▸ **Exercise prompt**
Rescale the rows from the start through the line containing "82 120 L 85", both ends included, and write all of those lines again with the requests unchanged. Multiply every path coordinate in the answers by 0.25 and round each result to a whole number, rounding halves up.
━━━━━ Source material
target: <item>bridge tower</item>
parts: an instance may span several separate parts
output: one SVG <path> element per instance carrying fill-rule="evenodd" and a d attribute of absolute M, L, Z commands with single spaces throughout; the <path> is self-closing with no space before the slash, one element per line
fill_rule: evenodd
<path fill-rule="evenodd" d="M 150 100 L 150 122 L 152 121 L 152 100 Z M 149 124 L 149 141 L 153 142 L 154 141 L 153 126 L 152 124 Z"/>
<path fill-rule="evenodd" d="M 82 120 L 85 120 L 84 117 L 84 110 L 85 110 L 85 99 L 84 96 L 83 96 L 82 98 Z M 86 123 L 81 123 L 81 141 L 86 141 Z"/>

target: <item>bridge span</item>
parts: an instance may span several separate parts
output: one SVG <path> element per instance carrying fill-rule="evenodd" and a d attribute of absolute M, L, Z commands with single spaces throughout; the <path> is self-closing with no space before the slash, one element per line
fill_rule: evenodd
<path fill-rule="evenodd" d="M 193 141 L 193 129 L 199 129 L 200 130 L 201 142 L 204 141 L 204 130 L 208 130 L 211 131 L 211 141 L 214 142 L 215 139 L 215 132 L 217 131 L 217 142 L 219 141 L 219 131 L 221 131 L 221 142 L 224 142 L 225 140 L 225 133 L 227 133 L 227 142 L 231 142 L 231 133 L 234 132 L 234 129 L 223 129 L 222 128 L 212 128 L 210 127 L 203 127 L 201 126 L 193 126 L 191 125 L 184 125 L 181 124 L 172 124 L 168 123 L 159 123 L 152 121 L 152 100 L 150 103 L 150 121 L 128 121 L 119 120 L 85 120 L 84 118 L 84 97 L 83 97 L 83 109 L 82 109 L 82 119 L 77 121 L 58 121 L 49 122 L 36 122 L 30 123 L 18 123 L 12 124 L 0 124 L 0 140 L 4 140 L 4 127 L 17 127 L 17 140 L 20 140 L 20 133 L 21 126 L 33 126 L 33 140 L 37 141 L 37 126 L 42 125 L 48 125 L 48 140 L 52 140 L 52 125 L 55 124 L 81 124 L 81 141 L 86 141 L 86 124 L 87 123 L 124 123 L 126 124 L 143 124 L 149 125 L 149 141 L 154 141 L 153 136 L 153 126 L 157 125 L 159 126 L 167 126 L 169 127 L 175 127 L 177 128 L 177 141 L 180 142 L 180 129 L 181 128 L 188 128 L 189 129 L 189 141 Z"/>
━━━━━━━━━━
▸ **Solution**
target: <item>bridge tower</item>
parts: an instance may span several separate parts
output: one SVG <path> element per instance carrying fill-rule="evenodd" and a d attribute of absolute M, L, Z commands with single spaces throughout; the <path> is self-closing with no space before the slash, one element per line
fill_rule: evenodd
<path fill-rule="evenodd" d="M 38 25 L 38 31 L 38 30 L 38 25 Z M 37 31 L 37 35 L 38 36 L 39 35 L 38 32 L 38 31 Z"/>
<path fill-rule="evenodd" d="M 21 30 L 21 30 L 21 29 L 21 28 L 21 28 L 21 25 L 21 24 L 21 24 L 21 25 Z M 22 31 L 20 31 L 20 35 L 22 35 Z"/>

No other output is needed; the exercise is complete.